** Opening Text segment block **
19 December, 2020

Servant's Industry

There is an acknowledgement of the shift from a previous economic base of manufacture and innovation to one of services and personal attention. This has been going on for decades, and is a byproduct of the globalization of trade and business. What it essentially means here in the United States is that workers no longer have a solid employment future at a company that makes goods because of the need for those goods. People are instead increasingly at jobs which perform services for others. These jobs regularly place individuals into lower-status and lower-power positions related to those they service or serve. The categories are huge, from hospitality, caring, and leisure, to financial, education, and sales. These include numerous specific titles: clerk, teller, waitstaff, nurse, consultant, cook, painter, instructor, manager, sitter, mechanic, driver, therapist, technician, and on ad astra. Included are food service, personal assistant/shopper, driver (chauffeur or taxi), host, and performer. Here "performer" includes not only actor, artist, athlete/competitor, or musician, but also buskers, content creators (YouTube or otherwise), and sex workers. This last group is no longer restricted to in-person services or pre-recorded videos, but nowadays includes "camera models" who can interact with online audiences through chat features. It is also this last group which I think best illustrates the issues I find with this trend. It is not about the commonplace argument about loss of talent, as I think many individuals could be incentivized into a manufacture trade if that were necessary. After all, all the folks in these jobs are skilled, often talented, and intelligent workers. It is actually about status and power, the ability of professionals to maintain autonomy and pursue advancement, and an overall stability for the economy.

In many ways, the move to "independent contractors" was not driven by employees seeking to expand their freedom and escape the confines of employers, but was a move on the part of employers to escape the confines of legal requirements around employment. Rather than pay one full-time person a guaranteed wage and minimum hours, providing benefits like holidays (or other paid time off) and medical insurance, it turns out to be cheaper to pay just a wage more workers to do the same work in a part-time capacity without all the other requirements. This has lead to not only a decrease in the number of individuals who can afford to live, but an increase in the costs to communities as those workers must find public services to offset the lost benefits. Similarly, the supposed "disruptive technologies" around sharing apps are advertised as an 'opportunity' for workers; they end up being just another way for the few to exploit the many. Much of this is what has been called the "gig economy", where a worker will not have a single job but cobbles together a living out of multiple "gigs".
** Closing Text segment block **
** Opening Data extracts block **
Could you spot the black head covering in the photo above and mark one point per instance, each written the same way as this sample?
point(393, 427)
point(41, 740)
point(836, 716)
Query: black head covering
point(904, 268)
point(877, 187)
** Closing Data extracts block **
- **Problem requirements**: Continue the essay on the shift to a service economy from the point where it stops.

- **Result for this exercise**:
Supposedly individuals more directly 'own' their work (or effort and skills) and are empowered to sell it to business owners in the 'free market'. Claiming that 'independent contractors' are in a better position than an employee, I think misses a few points. These workers are not subject to the protections employees are, and are desperate enough to jump into something-even if it's as risky as a pyramid scheme (Multi-Level Marketing, or MLM). Being ignorant of the practices and standards of a profession they are only in as a "side hustle", they don't know the history of folks who have worked in the field which led to the protections these self-proclaimed "disruptors" are side-stepping. Not that taxi driving is glamorous-nor is it the road to riches-but it is an established profession with understood guidelines and protections. Those are all the results of years of struggle by drivers to obtain the bare minimum of legal recognition and safety regulation. This cycle is played out in various fields in diverse ways, all summed up in the same manner: eliminate security for workers and increase benefit to owners.